Problem details: Read the data below line by line and state how many lines hold "several". Nothing else belongs in the answer.

Stored records:

--------------------------------------------------

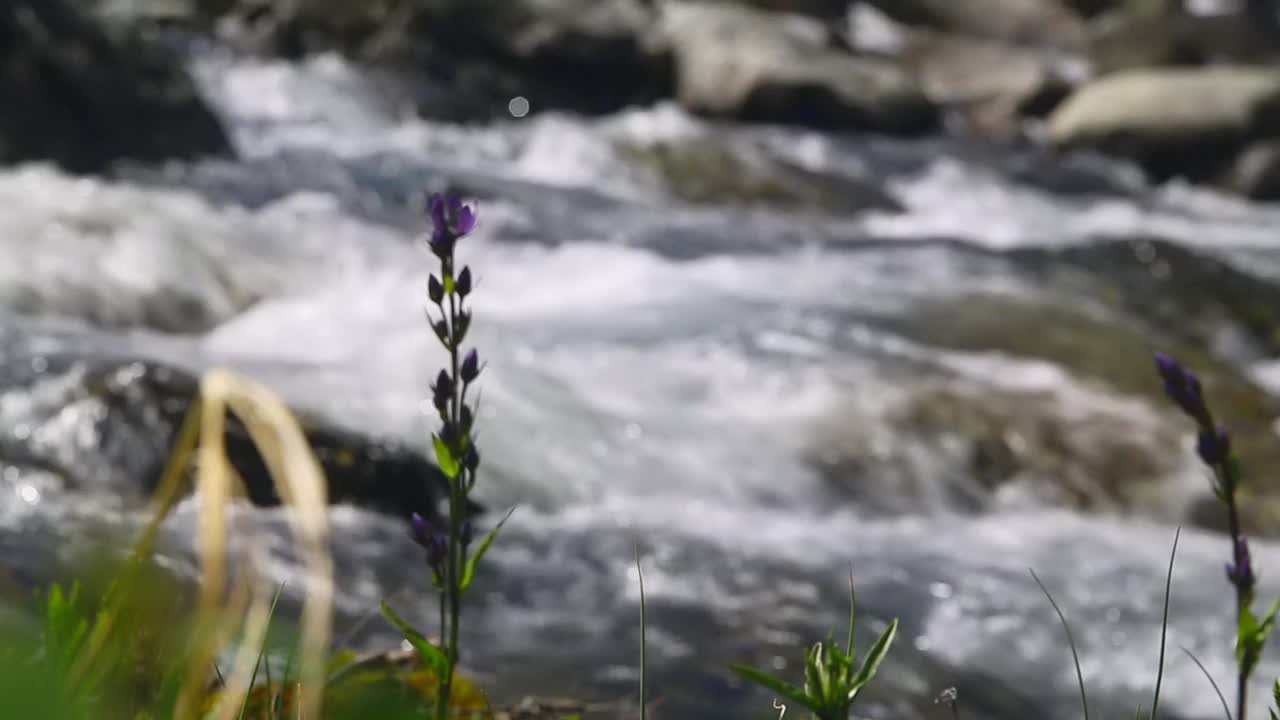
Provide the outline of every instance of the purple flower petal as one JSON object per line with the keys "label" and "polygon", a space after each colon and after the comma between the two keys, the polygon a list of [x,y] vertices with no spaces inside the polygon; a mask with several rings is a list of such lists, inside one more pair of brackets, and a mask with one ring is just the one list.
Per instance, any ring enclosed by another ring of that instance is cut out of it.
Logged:
{"label": "purple flower petal", "polygon": [[431,224],[435,226],[436,232],[447,229],[449,225],[445,219],[444,196],[440,193],[432,193],[428,202],[431,206]]}
{"label": "purple flower petal", "polygon": [[454,231],[466,235],[476,228],[476,213],[469,206],[463,206],[454,216]]}

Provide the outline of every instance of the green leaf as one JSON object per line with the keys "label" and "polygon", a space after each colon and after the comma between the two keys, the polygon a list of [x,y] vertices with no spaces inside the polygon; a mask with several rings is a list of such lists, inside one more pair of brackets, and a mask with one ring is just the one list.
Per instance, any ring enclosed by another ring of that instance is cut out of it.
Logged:
{"label": "green leaf", "polygon": [[818,668],[818,653],[822,652],[822,643],[809,648],[804,656],[804,692],[812,698],[822,697],[822,673]]}
{"label": "green leaf", "polygon": [[498,531],[506,524],[507,519],[511,517],[511,513],[515,512],[513,507],[507,511],[507,514],[498,521],[497,525],[488,533],[485,533],[484,539],[480,541],[480,545],[476,547],[476,551],[471,553],[471,557],[467,558],[466,567],[462,569],[462,582],[458,584],[458,590],[464,591],[471,586],[471,580],[475,577],[476,566],[480,564],[480,558],[489,550],[489,546],[493,544],[494,539],[498,537]]}
{"label": "green leaf", "polygon": [[1271,604],[1267,613],[1258,622],[1251,611],[1245,608],[1240,617],[1240,636],[1236,640],[1236,658],[1240,663],[1240,671],[1248,675],[1253,672],[1258,661],[1262,659],[1262,650],[1267,644],[1267,637],[1275,628],[1276,612],[1280,611],[1280,600]]}
{"label": "green leaf", "polygon": [[1258,626],[1256,631],[1261,643],[1266,642],[1267,636],[1269,636],[1271,631],[1275,628],[1277,612],[1280,612],[1280,598],[1277,598],[1275,602],[1271,603],[1271,607],[1267,609],[1267,614],[1262,616],[1262,623]]}
{"label": "green leaf", "polygon": [[[271,618],[275,617],[276,606],[280,604],[280,594],[283,592],[284,592],[284,583],[280,583],[280,586],[276,588],[275,597],[271,598],[271,609],[267,611],[268,625],[271,624]],[[262,660],[264,657],[266,657],[266,654],[267,654],[267,639],[264,637],[262,639],[261,647],[258,648],[258,659],[255,660],[253,663],[253,675],[249,677],[250,692],[245,693],[244,698],[242,698],[240,701],[240,714],[238,717],[241,720],[244,720],[245,713],[249,711],[249,697],[252,695],[253,686],[258,684],[258,670],[263,666]],[[267,692],[268,694],[270,694],[271,688],[272,688],[270,661],[266,663],[266,668],[267,668]]]}
{"label": "green leaf", "polygon": [[451,273],[451,272],[447,272],[447,273],[445,273],[445,274],[444,274],[444,294],[445,294],[445,295],[452,295],[452,294],[453,294],[453,289],[454,289],[455,287],[456,287],[456,285],[454,285],[454,282],[453,282],[453,273]]}
{"label": "green leaf", "polygon": [[435,673],[436,678],[443,682],[444,678],[450,677],[449,658],[445,656],[444,651],[432,645],[422,633],[413,628],[412,625],[405,622],[403,618],[396,614],[385,601],[382,603],[382,616],[385,617],[400,634],[404,636],[409,644],[417,648],[422,654],[422,659],[427,663],[427,667]]}
{"label": "green leaf", "polygon": [[1240,618],[1236,623],[1236,662],[1243,666],[1249,652],[1249,639],[1258,630],[1258,620],[1253,610],[1245,606],[1240,609]]}
{"label": "green leaf", "polygon": [[431,444],[436,449],[436,464],[440,466],[440,472],[443,472],[450,480],[457,480],[461,466],[458,464],[457,458],[453,456],[453,451],[444,443],[444,440],[440,439],[439,435],[431,436]]}
{"label": "green leaf", "polygon": [[814,712],[818,712],[819,710],[818,705],[814,702],[812,698],[806,695],[803,690],[801,690],[798,687],[795,687],[794,685],[788,685],[782,680],[779,680],[778,678],[766,672],[757,670],[748,665],[738,665],[738,664],[730,665],[729,669],[757,685],[768,688],[769,690],[772,690],[775,693],[778,693],[779,695],[790,700],[791,702],[799,703]]}
{"label": "green leaf", "polygon": [[889,654],[889,647],[893,645],[893,638],[898,634],[898,620],[889,623],[889,627],[880,633],[880,639],[876,640],[876,644],[871,646],[871,650],[867,652],[867,658],[862,661],[862,668],[858,670],[858,674],[853,678],[853,687],[849,690],[849,699],[862,689],[863,685],[871,682],[880,670],[880,663],[884,662],[884,658]]}

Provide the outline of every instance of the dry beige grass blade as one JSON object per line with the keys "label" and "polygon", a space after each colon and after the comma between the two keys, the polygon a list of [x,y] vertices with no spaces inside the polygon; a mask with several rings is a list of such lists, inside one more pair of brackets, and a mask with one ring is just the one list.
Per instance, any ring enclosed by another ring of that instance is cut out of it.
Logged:
{"label": "dry beige grass blade", "polygon": [[[234,614],[220,611],[227,584],[227,508],[238,483],[225,447],[227,412],[231,411],[244,422],[250,438],[266,463],[277,493],[293,511],[293,531],[301,546],[307,572],[299,648],[302,687],[299,710],[304,717],[319,718],[333,611],[328,499],[320,464],[284,403],[265,387],[228,370],[214,369],[205,374],[200,383],[200,396],[193,403],[192,411],[193,416],[188,420],[194,423],[194,414],[198,413],[200,441],[197,451],[196,491],[200,499],[198,534],[201,588],[191,666],[179,694],[175,714],[183,720],[198,716],[209,669],[219,642],[225,637],[227,628],[243,618],[245,632],[242,644],[227,686],[220,693],[218,705],[217,717],[233,717],[250,690],[253,663],[266,633],[270,597],[263,591],[261,582],[254,582],[253,599],[247,618],[236,611],[235,602],[228,608]],[[149,544],[155,528],[173,506],[172,495],[177,486],[175,478],[185,466],[183,458],[177,456],[190,452],[190,445],[187,444],[191,441],[190,435],[190,429],[184,424],[184,434],[175,448],[175,457],[161,483],[156,517],[144,533],[140,546],[143,543]],[[253,548],[258,547],[252,536],[245,541],[251,553]],[[253,563],[250,563],[248,572],[241,576],[243,582],[257,580],[252,569]],[[241,588],[237,588],[232,594],[243,597],[241,592]]]}

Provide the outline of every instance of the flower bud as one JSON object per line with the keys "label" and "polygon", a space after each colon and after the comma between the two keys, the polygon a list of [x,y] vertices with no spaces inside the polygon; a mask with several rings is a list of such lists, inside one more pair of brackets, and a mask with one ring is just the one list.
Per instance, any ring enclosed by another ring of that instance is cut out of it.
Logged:
{"label": "flower bud", "polygon": [[436,376],[436,382],[431,386],[432,398],[431,402],[436,406],[436,410],[444,412],[449,407],[449,401],[453,399],[453,379],[449,377],[447,370],[441,370]]}
{"label": "flower bud", "polygon": [[467,330],[471,328],[471,313],[466,310],[458,311],[458,319],[453,324],[453,341],[458,345],[467,337]]}
{"label": "flower bud", "polygon": [[462,466],[473,475],[475,474],[476,468],[480,467],[480,451],[476,450],[474,440],[467,443],[467,449],[462,452]]}
{"label": "flower bud", "polygon": [[1249,543],[1241,536],[1235,543],[1235,562],[1227,565],[1227,579],[1244,592],[1253,589],[1257,576],[1253,574],[1253,561],[1249,557]]}
{"label": "flower bud", "polygon": [[1213,432],[1200,431],[1196,439],[1196,452],[1205,465],[1217,465],[1231,454],[1231,436],[1219,425]]}
{"label": "flower bud", "polygon": [[446,323],[444,320],[431,320],[430,318],[428,318],[428,321],[431,323],[432,332],[436,334],[436,339],[440,341],[440,344],[448,347],[449,323]]}
{"label": "flower bud", "polygon": [[475,348],[472,348],[462,359],[462,368],[458,371],[458,375],[462,377],[464,384],[475,381],[480,375],[480,356],[476,354]]}
{"label": "flower bud", "polygon": [[444,285],[440,284],[440,278],[434,274],[427,280],[427,297],[437,305],[444,301]]}
{"label": "flower bud", "polygon": [[454,287],[458,289],[458,294],[466,297],[471,294],[471,268],[464,267],[462,272],[458,273],[458,279],[454,282]]}
{"label": "flower bud", "polygon": [[1165,394],[1187,415],[1203,422],[1208,417],[1208,409],[1204,405],[1200,379],[1167,353],[1156,353],[1155,362],[1156,371],[1164,380]]}
{"label": "flower bud", "polygon": [[414,513],[409,518],[409,536],[414,542],[426,547],[431,539],[431,526],[427,523],[427,519],[418,513]]}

--------------------------------------------------

Expected answer: 4